== To be done ==
Write out every line of the records below as a JSON list of strings, one string per line and no blank lines.
● ● ● ● ● ● ●
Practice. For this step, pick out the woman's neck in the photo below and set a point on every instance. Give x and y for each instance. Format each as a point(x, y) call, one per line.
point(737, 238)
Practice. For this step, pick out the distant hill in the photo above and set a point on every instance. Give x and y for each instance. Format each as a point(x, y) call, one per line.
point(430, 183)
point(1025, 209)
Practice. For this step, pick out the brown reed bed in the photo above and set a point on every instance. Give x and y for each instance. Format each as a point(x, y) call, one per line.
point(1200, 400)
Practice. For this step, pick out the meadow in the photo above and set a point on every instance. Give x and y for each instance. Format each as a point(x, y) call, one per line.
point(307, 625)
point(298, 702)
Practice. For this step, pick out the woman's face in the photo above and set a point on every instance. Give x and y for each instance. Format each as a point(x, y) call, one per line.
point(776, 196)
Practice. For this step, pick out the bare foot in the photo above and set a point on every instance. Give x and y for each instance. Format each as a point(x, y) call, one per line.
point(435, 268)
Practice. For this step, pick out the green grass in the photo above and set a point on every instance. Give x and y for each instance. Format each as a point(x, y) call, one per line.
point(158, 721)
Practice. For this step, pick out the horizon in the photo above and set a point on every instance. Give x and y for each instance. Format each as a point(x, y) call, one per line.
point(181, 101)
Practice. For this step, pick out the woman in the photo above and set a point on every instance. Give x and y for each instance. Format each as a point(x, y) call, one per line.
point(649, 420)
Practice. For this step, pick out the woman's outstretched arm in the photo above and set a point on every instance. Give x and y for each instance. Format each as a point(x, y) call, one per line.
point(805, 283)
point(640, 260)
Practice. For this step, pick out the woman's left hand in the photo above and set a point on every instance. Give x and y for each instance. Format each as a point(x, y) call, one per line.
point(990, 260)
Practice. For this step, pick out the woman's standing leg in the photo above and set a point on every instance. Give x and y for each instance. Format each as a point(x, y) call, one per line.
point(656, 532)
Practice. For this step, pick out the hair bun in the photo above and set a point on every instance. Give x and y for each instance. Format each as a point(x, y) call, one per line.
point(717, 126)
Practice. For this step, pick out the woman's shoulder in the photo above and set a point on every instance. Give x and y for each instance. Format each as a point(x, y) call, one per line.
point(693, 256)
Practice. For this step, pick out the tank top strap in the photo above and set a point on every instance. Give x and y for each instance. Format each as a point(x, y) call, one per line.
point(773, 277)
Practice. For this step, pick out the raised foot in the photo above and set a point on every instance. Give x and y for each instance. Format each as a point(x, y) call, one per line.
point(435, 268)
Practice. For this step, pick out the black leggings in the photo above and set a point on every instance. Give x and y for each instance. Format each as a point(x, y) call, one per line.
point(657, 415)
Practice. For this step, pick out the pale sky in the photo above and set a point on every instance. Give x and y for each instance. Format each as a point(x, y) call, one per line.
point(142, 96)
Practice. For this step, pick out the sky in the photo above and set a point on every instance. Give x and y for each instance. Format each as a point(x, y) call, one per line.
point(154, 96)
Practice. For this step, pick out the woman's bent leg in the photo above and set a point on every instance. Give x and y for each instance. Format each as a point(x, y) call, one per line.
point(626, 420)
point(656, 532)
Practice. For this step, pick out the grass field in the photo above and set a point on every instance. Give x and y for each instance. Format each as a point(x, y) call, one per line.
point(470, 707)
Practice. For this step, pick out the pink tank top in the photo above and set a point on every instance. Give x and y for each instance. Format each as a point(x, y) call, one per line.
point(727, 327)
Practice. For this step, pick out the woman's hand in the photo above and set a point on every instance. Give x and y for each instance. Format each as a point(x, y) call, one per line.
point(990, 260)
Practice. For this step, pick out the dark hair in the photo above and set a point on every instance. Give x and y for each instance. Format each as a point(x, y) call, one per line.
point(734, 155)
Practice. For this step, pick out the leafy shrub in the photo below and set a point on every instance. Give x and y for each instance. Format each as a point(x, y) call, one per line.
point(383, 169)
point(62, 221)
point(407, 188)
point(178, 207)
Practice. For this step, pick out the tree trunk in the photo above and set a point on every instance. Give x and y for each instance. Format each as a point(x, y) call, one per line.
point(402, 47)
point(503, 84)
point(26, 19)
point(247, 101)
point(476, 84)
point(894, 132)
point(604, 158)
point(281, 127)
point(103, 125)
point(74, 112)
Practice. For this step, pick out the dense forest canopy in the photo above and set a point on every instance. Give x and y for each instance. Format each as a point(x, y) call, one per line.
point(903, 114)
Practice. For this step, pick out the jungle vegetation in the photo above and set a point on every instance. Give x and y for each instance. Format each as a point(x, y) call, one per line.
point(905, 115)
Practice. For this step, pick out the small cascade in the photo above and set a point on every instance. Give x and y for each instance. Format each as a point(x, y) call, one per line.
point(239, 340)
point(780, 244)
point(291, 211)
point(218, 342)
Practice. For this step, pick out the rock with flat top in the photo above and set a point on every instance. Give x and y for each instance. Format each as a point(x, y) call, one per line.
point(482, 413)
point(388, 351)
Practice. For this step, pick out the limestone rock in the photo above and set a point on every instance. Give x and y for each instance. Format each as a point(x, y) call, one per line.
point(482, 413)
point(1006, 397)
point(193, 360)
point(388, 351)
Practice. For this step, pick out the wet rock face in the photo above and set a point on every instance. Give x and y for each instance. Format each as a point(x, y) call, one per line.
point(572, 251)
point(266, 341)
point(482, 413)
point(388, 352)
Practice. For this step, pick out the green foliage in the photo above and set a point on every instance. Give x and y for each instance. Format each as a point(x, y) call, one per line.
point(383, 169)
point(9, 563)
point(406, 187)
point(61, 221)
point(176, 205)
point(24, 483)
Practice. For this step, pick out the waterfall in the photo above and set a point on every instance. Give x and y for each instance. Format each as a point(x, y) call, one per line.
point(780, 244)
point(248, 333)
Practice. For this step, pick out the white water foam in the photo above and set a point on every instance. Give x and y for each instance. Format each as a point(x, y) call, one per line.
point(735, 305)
● ● ● ● ● ● ●
== Correct answer ==
[
  "Practice. For this step, pick out the woman's neck in the photo below and set a point on every instance. Give x and y for each instance. Format each as a point(x, y) call, one per line.",
  "point(737, 238)",
  "Practice. For this step, pick out the distant hill in the photo above and set a point on every instance. Give x and y for each instance. Format each as a point(x, y) call, one per line.",
  "point(430, 183)",
  "point(1025, 209)",
  "Practice. For this step, pick out the brown reed bed in the photo above and set a point on every instance. Give x and y for each instance. Format each as a point(x, y) call, one per line.",
  "point(1200, 400)",
  "Practice. For this step, pick out the meadow in the photo above and set a point on every instance. Give x and y for each instance. Format each as a point(x, y) call, one per line.",
  "point(307, 625)",
  "point(298, 702)",
  "Practice. For this step, pick out the woman's face in the photo above and set a point on every instance. Give x and y for each instance. Format each as a point(x, y) call, one per line.",
  "point(776, 196)",
  "Practice. For this step, pick out the bare foot in the photo above and set a point on every instance. Give x and y for each instance. Format each as a point(x, y) call, one per line.",
  "point(435, 268)",
  "Practice. For this step, pick out the green grass in the photo above and set a point on every instance. Give x and y for each instance. Format each as a point(x, y) call, one per line.",
  "point(158, 721)",
  "Practice. For this step, pick out the horizon in the photo above and set a point on every instance. Give x and y for each instance. Format each as a point(x, y) call, one per line.",
  "point(181, 101)",
  "Practice. For this step, pick out the woman in the photo above and set a point on every instance. Give x and y for each instance. Format each as a point(x, y) call, one per line.",
  "point(649, 420)",
  "Practice. For this step, pick out the woman's outstretched arm in the photo above and set a point on every instance. Give x and y for each instance. Format each as a point(x, y) call, one per line.",
  "point(805, 283)",
  "point(640, 260)",
  "Practice. For this step, pick out the woman's left hand in the photo above and set a point on every instance. Give x and y for each instance. Format each as a point(x, y) call, one per line.",
  "point(990, 260)",
  "Practice. For this step, pick out the woman's standing leg in the photo above and set a point on every instance. Give x and y for each instance. Format each as a point(x, y) call, one per line.",
  "point(656, 532)",
  "Practice. For this step, pick out the hair bun in the photo above and set a point on every instance. Give x and y for each instance. Format each as a point(x, y) call, one per line.",
  "point(717, 126)",
  "Practice. For this step, pick out the woman's shoulder in the photo above and set a point on every instance. Give x and y for each instance. Format each as a point(x, y) call, one per line.",
  "point(693, 256)",
  "Practice. For this step, pick out the tank top strap in the photo above and set a point on every instance. Give x and y for each instance. Format each as a point(x, y) call, one per line.",
  "point(773, 277)",
  "Practice. For this step, pick out the raised foot in the photo above and set a point on every instance. Give x and y for each instance. Format each as a point(x, y) call, one per line.",
  "point(435, 268)",
  "Practice. For this step, pick out the black leggings in the photo above and set a point on every instance. Give x and y for each instance. Format each as a point(x, y) call, one per line.",
  "point(657, 415)",
  "Practice. For this step, pick out the pale sky in the photo above and set a point on every instance. Give x and y for each instance. Format each as a point(x, y) call, one per line.",
  "point(142, 96)",
  "Practice. For this step, pick out the sky in the photo above and set a point on every instance. Give x and y for each instance. Format each as a point(x, y) call, one per line.",
  "point(154, 96)",
  "Practice. For this step, pick out the woman's bent leg in the photo above and set a point on every instance. Give x and y for each instance. Format each as a point(x, y) call, one per line.",
  "point(626, 420)",
  "point(656, 532)",
  "Practice. For this step, pick out the grass field in the photo above and set a point on every instance. Give x and y for each instance. Format each as a point(x, y) call, one per line.",
  "point(470, 707)",
  "Practice. For this step, pick out the pink tank top in the photo above and set a point on every instance. Give x and y for each instance. Format each as a point(x, y) call, one per line.",
  "point(727, 327)",
  "Practice. For this step, pick out the woman's hand in the photo above and set a point on every instance. Give x and y for each instance. Format each as a point(x, y) call, one per line.",
  "point(990, 260)",
  "Practice. For this step, pick out the dark hair in the photo above and set a point on every instance. Give x and y for each instance. Format each as a point(x, y) call, one per line.",
  "point(734, 155)",
  "Practice. For this step, pick out the leafy shrub in the photo below and set a point on every instance. Give x and y for each instance. Format each as a point(x, y) call, one per line.",
  "point(383, 169)",
  "point(62, 221)",
  "point(407, 188)",
  "point(178, 207)",
  "Practice. For this step, pick out the tree trunk in the photo above and set a point on every instance. Give x and y for each instance. Format each as a point(x, y) call, one per line.",
  "point(402, 47)",
  "point(503, 84)",
  "point(26, 19)",
  "point(247, 101)",
  "point(476, 84)",
  "point(894, 132)",
  "point(604, 158)",
  "point(281, 127)",
  "point(103, 125)",
  "point(74, 112)",
  "Practice. For this step, pick out the dense forest canopy in the photo above and set a point on every instance. Give x and y for each instance. Format each as a point(x, y) call, one per line.",
  "point(903, 114)",
  "Practice. For this step, pick out the jungle vegetation in the photo above and set a point on every instance. Give x and y for each instance. Format each as a point(x, y) call, one per line.",
  "point(905, 115)",
  "Practice. For this step, pick out the small cascade in the photo above and set a point on every instance. Give x and y for each instance. Format each as a point(x, y) call, one per line.",
  "point(239, 340)",
  "point(780, 244)",
  "point(291, 211)",
  "point(218, 342)",
  "Practice. For this step, pick out the rock with flat top in the photo above and set a point on every instance. Give x and y for each instance. Format each as a point(x, y) call, one per line.",
  "point(482, 413)",
  "point(388, 351)",
  "Practice. For this step, pick out the limestone rock in the photo above and set a point on every instance. Give x and y for each instance. Format each as a point(x, y) call, one per line.",
  "point(482, 413)",
  "point(1006, 397)",
  "point(193, 360)",
  "point(388, 351)",
  "Practice. For this step, pick out the wet rock face in the photo above and set a point on every instance. Give x and y for each instance. Format each as a point(x, y) call, one per line.",
  "point(572, 251)",
  "point(266, 341)",
  "point(482, 413)",
  "point(388, 352)",
  "Practice. For this step, pick out the green foliage in the photo above and set a point on every instance. Give x and y for each instance. Format each as a point(x, y) call, one per line.",
  "point(383, 169)",
  "point(9, 563)",
  "point(406, 187)",
  "point(61, 221)",
  "point(176, 205)",
  "point(24, 483)",
  "Practice. For this step, pick out the waterfall in the photo above and set a point on every instance. Give x and y for each instance. Format each as a point(x, y) call, one per line.",
  "point(780, 244)",
  "point(248, 333)",
  "Practice. For this step, pick out the white water foam in the photo above and set a point on every instance. Give x and y for each instance. Format each as a point(x, y) call, one per line.",
  "point(735, 305)"
]